_What you are asked to do_
Wherever pictures appear in the listing below, leave them out, and copy exactly, and only, everything from the line with "Target: green moss reflected in ball" down to the line with "Target: shirt collar".

##### Recorded data

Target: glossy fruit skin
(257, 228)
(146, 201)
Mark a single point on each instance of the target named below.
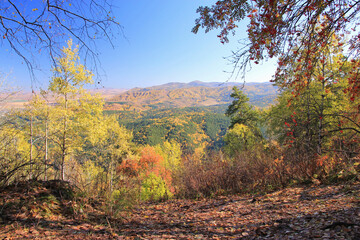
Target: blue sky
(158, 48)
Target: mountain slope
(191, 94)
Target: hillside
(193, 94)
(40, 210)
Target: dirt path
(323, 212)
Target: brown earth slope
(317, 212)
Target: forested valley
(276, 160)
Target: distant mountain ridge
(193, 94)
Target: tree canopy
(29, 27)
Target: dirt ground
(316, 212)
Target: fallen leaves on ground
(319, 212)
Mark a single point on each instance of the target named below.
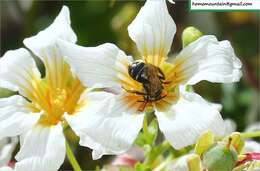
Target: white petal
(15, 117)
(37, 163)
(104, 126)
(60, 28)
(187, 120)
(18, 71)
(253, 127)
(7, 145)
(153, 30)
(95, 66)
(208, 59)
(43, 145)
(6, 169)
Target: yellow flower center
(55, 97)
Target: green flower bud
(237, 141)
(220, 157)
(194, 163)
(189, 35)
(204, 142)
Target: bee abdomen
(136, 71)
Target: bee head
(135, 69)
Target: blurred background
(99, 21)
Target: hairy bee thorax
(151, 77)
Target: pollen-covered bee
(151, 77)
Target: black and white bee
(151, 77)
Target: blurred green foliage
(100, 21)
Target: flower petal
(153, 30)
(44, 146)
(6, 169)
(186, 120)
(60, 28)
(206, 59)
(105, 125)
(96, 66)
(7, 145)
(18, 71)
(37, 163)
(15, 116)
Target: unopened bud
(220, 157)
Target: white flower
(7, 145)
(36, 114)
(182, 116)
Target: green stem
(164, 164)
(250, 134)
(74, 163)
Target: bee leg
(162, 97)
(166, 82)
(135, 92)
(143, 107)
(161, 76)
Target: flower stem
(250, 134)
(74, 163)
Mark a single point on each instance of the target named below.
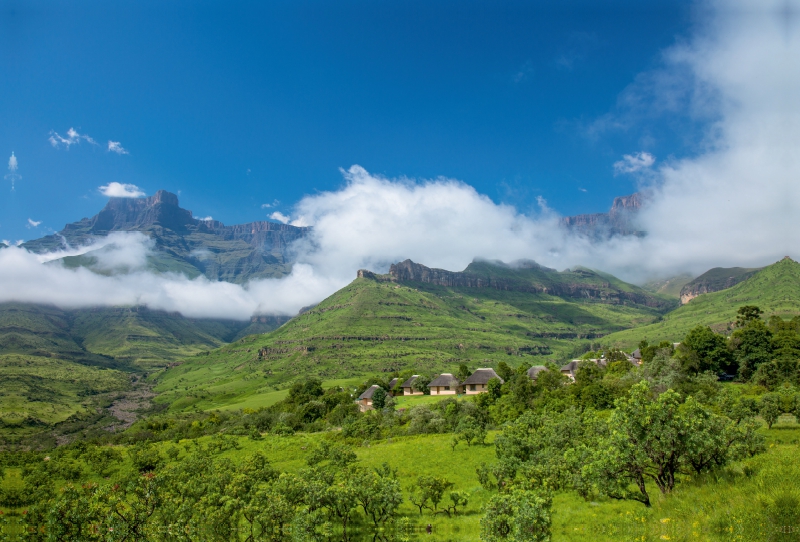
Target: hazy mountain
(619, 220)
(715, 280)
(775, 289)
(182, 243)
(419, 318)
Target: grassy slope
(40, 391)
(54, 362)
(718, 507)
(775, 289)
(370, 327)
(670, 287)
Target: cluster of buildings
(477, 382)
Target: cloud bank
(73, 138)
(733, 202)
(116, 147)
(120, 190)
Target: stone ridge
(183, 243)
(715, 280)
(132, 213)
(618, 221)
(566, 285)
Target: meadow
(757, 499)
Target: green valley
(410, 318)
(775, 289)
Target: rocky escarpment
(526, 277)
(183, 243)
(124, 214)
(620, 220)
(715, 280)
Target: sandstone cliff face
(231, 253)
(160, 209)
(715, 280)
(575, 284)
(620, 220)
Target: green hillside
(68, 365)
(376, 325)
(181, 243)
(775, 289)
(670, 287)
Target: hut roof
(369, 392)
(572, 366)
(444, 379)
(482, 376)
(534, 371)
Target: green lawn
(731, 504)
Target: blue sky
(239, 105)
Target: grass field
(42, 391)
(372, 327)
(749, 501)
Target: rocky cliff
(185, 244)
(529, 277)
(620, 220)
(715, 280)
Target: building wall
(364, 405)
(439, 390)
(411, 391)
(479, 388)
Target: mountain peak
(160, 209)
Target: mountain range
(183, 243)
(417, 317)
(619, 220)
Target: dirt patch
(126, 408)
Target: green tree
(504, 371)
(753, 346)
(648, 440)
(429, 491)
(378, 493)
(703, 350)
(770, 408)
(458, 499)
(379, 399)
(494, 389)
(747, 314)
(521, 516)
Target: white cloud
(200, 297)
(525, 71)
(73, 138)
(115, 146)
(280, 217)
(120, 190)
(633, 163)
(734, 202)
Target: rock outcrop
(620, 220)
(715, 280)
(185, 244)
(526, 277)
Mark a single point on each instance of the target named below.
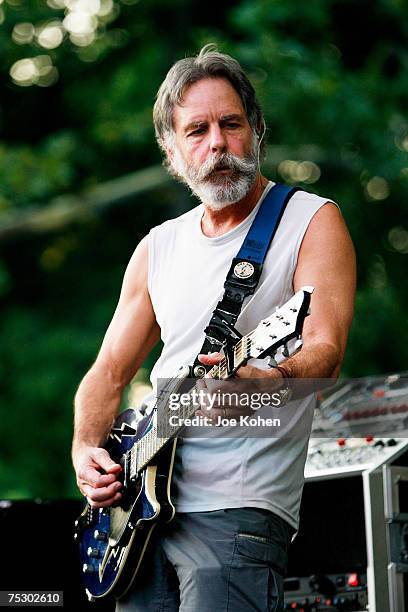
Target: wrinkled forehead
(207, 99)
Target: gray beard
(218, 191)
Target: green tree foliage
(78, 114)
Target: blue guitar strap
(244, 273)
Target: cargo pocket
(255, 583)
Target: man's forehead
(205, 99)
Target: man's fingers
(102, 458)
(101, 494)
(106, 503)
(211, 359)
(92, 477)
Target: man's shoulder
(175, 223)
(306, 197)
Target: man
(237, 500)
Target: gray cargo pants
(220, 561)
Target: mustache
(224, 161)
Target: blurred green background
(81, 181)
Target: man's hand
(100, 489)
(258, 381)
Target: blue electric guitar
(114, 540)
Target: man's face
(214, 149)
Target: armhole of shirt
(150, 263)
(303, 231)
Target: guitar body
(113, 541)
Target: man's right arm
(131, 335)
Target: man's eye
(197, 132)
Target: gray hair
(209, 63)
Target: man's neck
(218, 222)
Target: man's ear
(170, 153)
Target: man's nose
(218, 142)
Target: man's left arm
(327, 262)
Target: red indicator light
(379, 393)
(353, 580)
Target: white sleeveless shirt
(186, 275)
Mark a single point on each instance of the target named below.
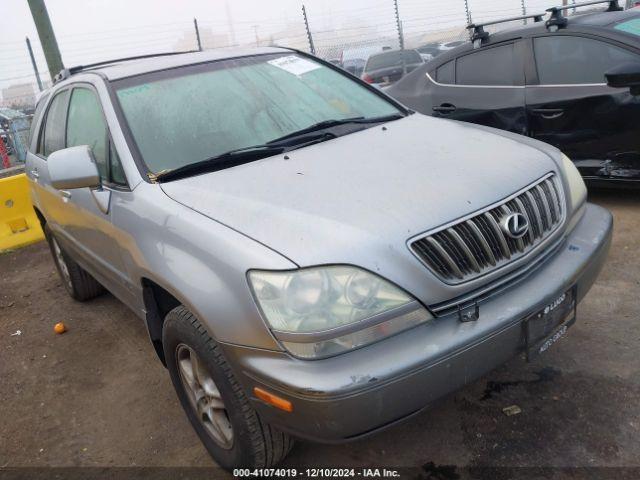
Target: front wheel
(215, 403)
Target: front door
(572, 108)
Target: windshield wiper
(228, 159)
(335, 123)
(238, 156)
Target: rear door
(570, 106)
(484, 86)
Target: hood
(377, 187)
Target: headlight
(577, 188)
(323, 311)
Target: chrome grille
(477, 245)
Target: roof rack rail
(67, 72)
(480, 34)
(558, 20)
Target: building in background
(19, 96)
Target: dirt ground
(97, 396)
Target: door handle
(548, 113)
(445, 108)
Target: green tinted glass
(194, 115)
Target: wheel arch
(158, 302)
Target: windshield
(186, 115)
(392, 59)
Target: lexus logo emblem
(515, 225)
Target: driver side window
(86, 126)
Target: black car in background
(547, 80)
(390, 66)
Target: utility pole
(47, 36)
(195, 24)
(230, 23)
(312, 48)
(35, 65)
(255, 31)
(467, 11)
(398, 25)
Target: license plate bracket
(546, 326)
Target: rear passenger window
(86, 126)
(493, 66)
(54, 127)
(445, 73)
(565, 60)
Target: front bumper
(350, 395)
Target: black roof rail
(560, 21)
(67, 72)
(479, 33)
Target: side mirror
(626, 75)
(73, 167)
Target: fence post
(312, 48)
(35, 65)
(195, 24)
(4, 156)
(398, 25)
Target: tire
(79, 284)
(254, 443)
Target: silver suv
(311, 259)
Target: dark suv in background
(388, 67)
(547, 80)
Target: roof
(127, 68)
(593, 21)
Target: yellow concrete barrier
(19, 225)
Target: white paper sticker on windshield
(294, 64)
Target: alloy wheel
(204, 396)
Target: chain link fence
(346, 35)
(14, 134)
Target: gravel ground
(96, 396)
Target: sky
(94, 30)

##########
##### Recorded data

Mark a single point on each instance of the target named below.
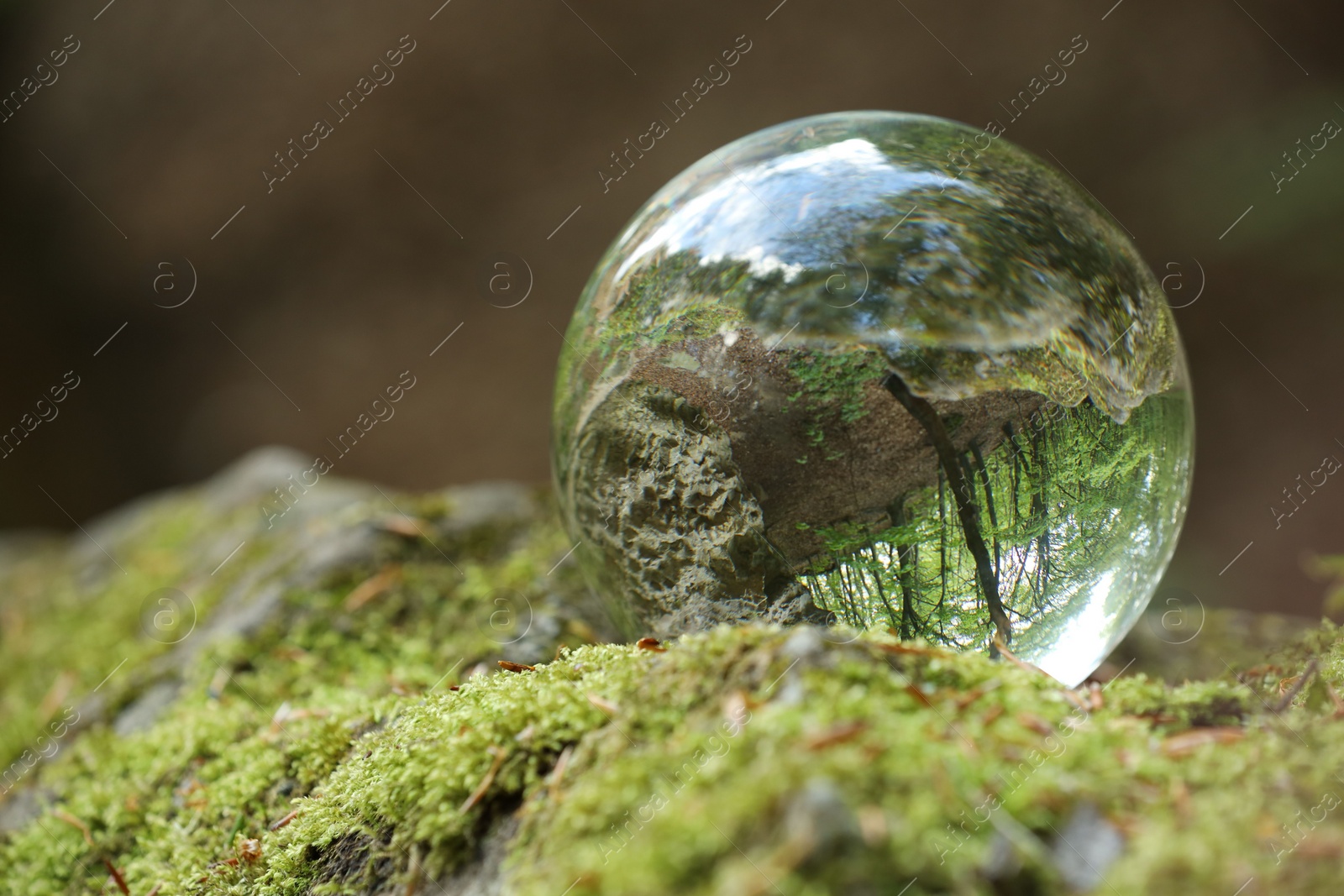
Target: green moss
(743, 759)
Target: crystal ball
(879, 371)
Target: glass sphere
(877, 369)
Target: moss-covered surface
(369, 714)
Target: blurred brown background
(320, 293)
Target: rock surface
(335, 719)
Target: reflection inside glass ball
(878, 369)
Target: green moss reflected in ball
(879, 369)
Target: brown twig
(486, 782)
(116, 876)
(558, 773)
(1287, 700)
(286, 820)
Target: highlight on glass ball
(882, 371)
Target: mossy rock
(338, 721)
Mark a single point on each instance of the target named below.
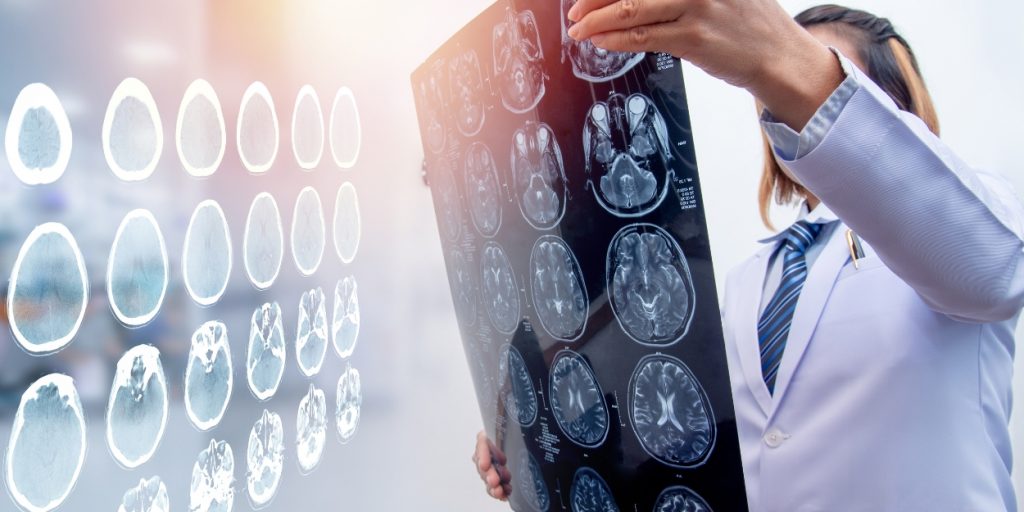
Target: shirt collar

##########
##### Recorded data

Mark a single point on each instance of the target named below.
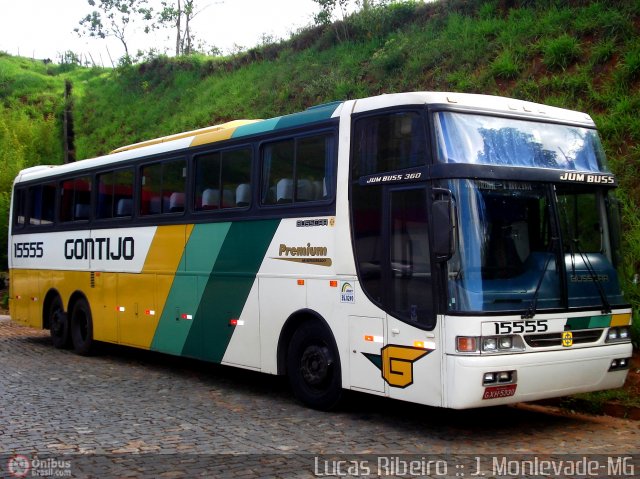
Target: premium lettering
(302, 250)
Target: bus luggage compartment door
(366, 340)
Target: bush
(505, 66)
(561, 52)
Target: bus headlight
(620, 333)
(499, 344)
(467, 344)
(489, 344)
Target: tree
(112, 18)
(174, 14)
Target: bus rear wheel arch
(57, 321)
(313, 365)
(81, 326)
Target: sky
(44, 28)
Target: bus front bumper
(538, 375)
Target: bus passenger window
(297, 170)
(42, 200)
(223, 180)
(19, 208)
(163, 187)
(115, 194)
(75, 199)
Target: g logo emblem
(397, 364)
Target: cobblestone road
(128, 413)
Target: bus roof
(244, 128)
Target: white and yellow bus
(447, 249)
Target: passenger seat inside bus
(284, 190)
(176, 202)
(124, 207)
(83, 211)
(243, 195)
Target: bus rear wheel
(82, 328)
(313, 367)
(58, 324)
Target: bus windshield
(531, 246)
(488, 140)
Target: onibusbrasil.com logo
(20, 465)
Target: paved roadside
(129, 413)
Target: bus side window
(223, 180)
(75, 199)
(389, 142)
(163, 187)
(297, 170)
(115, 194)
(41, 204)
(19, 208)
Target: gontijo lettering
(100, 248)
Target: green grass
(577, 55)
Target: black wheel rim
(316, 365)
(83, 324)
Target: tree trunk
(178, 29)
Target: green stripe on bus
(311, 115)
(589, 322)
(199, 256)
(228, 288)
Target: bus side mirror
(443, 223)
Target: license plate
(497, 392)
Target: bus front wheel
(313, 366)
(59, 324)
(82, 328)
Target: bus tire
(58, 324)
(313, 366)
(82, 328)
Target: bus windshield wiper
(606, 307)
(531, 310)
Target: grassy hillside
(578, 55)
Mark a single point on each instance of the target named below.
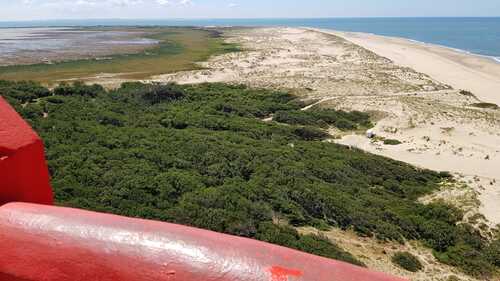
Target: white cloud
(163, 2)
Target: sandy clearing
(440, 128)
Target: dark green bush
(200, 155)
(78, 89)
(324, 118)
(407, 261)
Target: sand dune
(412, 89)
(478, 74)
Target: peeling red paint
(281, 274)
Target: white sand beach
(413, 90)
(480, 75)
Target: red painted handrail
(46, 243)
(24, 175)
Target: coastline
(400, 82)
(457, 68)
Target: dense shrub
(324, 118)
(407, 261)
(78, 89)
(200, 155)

##########

_Written solution_
Target: green moss reflected in ball
(879, 369)
Target: brown twig
(486, 782)
(116, 876)
(558, 773)
(1287, 700)
(286, 820)
Target: highlight on glass ball
(882, 371)
Target: mossy rock
(338, 721)
Mark a single point on each instance of the target named below.
Target: shirt collar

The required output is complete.